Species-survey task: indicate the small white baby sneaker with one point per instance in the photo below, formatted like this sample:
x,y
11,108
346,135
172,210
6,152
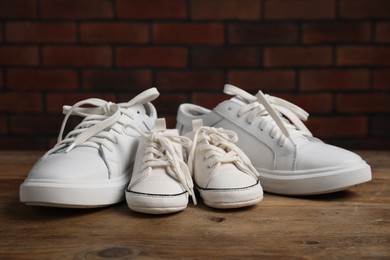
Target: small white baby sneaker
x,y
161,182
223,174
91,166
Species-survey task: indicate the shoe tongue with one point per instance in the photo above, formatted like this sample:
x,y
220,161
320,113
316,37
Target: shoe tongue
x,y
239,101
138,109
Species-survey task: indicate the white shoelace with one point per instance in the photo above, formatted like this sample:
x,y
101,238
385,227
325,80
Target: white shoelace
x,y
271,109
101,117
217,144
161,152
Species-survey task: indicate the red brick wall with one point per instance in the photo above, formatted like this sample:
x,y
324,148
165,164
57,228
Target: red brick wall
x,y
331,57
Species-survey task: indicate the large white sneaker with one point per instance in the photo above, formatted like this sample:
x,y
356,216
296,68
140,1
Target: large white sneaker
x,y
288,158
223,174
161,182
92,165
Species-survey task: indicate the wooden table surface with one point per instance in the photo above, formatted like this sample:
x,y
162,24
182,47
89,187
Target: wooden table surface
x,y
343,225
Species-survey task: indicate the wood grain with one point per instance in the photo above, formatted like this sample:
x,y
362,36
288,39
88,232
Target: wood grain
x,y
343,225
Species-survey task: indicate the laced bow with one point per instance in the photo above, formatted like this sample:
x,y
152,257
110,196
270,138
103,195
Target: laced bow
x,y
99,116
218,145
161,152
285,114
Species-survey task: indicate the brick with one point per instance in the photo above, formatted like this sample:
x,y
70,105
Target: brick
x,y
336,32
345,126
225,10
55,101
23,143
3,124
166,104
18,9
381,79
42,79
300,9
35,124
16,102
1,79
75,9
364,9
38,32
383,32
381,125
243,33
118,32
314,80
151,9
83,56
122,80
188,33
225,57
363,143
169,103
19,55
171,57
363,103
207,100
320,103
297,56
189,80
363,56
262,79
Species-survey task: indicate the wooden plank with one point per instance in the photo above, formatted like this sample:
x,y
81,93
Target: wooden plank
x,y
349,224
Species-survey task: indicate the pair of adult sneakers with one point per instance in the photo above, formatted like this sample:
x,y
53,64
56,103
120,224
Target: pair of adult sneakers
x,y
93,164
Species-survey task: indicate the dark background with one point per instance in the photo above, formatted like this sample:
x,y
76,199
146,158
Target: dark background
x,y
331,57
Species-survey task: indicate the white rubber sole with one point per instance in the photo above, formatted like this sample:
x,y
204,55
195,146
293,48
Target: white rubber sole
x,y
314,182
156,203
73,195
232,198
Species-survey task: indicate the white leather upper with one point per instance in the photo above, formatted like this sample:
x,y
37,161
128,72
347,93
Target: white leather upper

----------

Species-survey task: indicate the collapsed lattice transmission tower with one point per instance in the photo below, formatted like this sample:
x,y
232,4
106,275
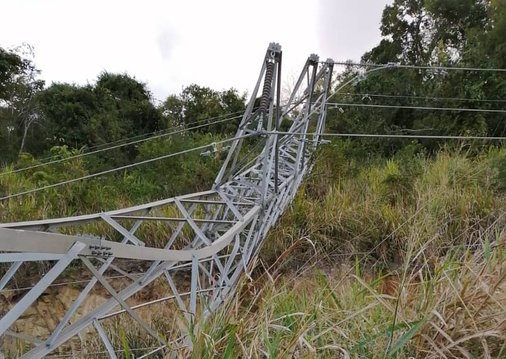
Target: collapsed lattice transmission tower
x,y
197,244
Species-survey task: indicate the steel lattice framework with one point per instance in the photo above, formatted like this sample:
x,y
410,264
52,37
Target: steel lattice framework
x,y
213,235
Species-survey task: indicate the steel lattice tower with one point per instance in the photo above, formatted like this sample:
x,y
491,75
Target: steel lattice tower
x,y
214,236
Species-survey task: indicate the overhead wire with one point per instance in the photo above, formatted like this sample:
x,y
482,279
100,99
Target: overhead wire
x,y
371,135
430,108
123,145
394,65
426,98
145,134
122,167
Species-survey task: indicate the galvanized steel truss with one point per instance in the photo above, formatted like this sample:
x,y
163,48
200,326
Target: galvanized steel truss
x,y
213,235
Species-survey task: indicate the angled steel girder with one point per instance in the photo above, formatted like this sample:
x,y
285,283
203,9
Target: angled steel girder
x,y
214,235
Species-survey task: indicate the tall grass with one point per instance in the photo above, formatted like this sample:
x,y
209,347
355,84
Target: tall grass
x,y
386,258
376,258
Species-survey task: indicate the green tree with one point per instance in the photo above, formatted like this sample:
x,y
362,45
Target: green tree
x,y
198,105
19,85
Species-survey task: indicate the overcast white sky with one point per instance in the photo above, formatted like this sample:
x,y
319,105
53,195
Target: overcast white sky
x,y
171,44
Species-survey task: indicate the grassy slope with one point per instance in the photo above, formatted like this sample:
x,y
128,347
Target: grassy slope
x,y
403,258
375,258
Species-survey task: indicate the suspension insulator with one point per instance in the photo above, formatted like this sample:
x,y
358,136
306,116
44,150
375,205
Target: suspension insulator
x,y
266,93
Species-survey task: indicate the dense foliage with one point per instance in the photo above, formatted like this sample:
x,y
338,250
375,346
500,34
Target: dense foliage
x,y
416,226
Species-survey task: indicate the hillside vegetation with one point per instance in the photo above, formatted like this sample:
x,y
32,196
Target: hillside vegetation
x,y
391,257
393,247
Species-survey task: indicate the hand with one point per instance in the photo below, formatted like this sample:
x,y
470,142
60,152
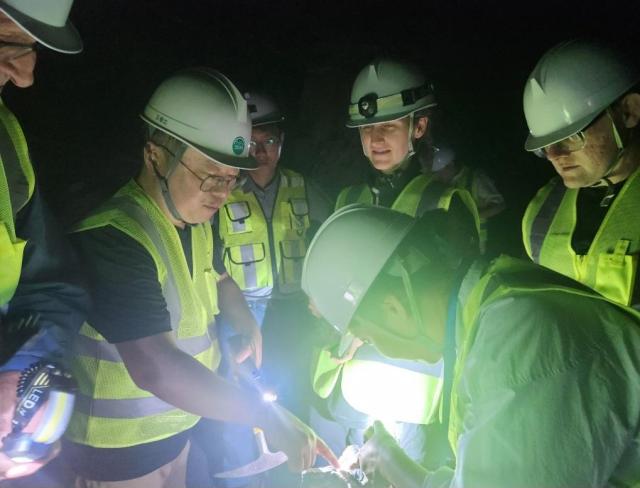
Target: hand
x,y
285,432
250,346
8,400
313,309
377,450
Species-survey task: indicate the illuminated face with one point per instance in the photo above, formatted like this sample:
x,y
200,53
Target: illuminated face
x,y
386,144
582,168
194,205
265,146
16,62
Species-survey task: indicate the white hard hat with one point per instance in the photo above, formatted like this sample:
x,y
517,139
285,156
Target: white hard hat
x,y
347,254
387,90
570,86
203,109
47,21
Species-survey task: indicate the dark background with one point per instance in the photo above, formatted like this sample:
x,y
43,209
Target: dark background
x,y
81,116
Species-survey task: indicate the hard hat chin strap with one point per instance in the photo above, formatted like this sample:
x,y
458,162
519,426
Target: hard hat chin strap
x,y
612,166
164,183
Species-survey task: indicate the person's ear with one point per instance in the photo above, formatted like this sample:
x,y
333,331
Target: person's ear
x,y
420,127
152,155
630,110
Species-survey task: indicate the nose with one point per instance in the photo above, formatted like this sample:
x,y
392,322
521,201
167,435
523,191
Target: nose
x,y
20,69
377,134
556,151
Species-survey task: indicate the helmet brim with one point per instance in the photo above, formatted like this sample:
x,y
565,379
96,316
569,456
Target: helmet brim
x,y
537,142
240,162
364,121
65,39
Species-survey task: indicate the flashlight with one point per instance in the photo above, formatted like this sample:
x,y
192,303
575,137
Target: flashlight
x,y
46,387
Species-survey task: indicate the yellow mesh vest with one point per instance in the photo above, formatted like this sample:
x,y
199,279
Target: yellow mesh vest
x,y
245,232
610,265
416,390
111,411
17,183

----------

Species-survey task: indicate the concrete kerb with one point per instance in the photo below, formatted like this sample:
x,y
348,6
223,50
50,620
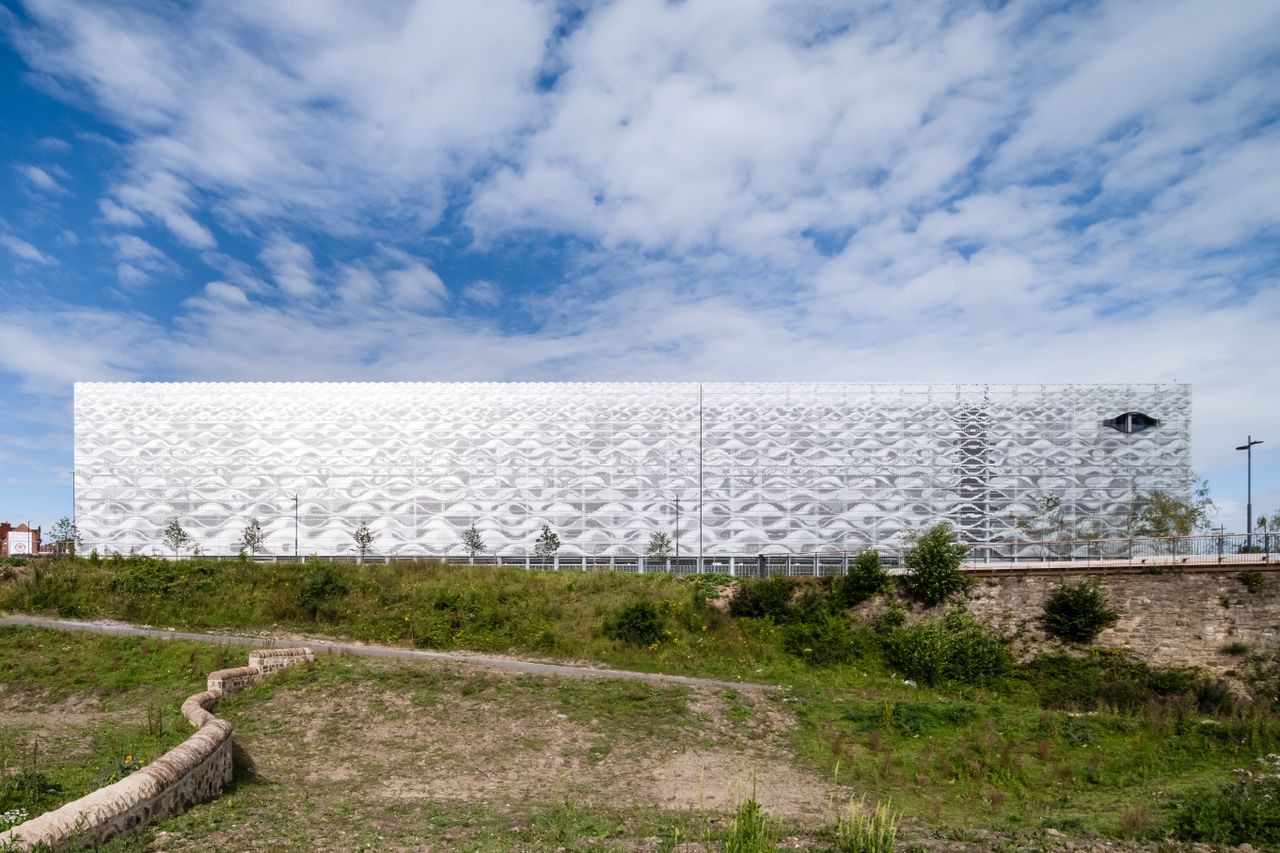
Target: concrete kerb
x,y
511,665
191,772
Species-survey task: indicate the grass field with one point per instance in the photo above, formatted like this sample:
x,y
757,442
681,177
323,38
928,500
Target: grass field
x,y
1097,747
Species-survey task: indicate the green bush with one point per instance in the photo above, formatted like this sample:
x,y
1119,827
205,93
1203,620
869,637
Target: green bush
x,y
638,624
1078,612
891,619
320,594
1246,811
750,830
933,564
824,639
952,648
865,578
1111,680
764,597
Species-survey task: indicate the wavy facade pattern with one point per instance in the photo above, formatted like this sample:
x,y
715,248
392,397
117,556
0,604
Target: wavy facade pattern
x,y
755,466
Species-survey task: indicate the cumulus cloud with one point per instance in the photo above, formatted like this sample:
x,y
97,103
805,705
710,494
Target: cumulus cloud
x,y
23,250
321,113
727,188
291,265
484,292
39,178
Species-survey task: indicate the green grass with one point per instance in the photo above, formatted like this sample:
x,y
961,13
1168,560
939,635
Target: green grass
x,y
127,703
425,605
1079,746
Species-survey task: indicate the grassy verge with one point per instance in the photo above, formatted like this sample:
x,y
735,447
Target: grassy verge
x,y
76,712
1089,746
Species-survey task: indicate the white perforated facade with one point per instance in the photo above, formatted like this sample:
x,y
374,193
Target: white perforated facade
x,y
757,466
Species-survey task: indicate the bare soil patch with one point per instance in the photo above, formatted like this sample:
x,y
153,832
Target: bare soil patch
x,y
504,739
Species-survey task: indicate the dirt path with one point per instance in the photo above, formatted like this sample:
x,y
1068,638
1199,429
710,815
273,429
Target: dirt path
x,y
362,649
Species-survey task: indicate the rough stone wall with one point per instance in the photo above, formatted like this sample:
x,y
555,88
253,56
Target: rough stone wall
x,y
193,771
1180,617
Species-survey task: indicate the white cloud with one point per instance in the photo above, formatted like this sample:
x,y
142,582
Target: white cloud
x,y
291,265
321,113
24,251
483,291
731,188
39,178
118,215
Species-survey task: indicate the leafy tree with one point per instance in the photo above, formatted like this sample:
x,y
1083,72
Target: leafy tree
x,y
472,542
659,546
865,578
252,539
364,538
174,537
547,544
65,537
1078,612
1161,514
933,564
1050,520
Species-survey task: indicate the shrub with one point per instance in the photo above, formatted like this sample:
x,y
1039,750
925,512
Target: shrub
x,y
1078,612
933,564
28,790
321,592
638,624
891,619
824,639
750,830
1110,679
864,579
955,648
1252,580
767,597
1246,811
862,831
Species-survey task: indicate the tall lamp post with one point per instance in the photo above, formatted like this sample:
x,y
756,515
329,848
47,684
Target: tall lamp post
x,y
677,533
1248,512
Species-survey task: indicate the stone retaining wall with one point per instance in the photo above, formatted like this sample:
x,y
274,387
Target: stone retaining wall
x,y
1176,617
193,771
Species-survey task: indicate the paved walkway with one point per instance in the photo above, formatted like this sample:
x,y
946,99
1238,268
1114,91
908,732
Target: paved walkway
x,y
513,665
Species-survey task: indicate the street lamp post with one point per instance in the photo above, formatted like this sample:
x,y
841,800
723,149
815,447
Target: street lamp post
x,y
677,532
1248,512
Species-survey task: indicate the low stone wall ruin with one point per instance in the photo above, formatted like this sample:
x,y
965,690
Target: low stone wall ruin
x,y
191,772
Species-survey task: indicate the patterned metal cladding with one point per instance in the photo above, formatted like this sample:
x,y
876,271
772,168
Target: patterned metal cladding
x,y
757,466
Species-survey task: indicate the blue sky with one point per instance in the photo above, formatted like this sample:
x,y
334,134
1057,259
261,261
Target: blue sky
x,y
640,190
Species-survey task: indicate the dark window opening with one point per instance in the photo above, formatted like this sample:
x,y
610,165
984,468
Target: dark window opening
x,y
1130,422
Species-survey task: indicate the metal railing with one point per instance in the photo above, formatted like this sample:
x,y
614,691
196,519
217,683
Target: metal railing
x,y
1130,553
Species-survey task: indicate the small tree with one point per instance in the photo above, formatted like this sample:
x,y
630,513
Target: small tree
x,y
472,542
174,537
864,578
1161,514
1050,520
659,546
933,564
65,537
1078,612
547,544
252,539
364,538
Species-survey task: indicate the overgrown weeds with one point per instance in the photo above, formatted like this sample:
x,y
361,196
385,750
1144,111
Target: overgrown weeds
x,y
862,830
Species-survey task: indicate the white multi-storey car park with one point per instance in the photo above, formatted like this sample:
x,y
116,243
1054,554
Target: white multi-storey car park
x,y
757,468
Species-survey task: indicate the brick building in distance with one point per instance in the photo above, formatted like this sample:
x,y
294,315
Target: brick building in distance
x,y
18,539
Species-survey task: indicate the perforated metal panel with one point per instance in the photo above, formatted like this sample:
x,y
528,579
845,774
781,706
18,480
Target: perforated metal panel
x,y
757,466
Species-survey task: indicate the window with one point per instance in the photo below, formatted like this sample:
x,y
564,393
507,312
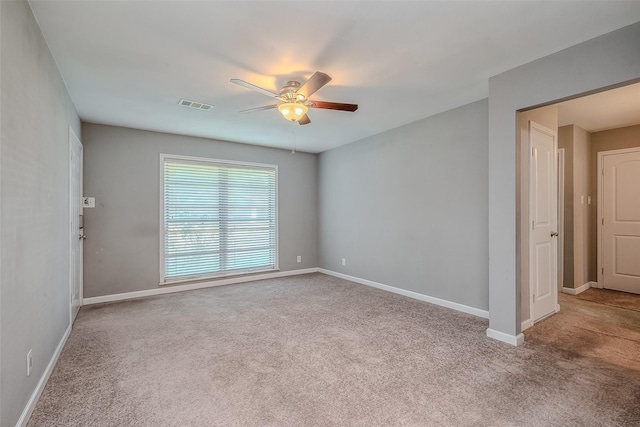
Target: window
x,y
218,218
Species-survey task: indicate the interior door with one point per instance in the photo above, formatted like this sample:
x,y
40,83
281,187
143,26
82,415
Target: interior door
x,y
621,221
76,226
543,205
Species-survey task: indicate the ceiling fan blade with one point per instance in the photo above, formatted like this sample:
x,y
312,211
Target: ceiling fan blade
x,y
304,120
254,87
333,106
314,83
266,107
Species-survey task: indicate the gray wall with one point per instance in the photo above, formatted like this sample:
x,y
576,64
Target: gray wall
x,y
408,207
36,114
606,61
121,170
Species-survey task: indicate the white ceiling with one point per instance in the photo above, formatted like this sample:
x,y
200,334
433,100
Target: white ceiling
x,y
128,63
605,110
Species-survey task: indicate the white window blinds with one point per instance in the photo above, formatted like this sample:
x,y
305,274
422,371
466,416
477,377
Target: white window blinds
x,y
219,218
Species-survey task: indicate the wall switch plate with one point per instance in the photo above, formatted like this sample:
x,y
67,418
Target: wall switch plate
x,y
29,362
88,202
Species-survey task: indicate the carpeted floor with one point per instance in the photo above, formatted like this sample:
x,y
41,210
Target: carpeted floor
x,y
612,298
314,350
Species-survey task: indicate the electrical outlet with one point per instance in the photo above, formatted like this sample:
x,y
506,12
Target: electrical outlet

----------

## Exercise prompt
Check each line of the records for "outlet" and copy the ones that contain it.

## Task solution
Species-survey task: indicate the electrical outlet with one point per instance in the photo above, formatted like this sample:
Target: electrical outlet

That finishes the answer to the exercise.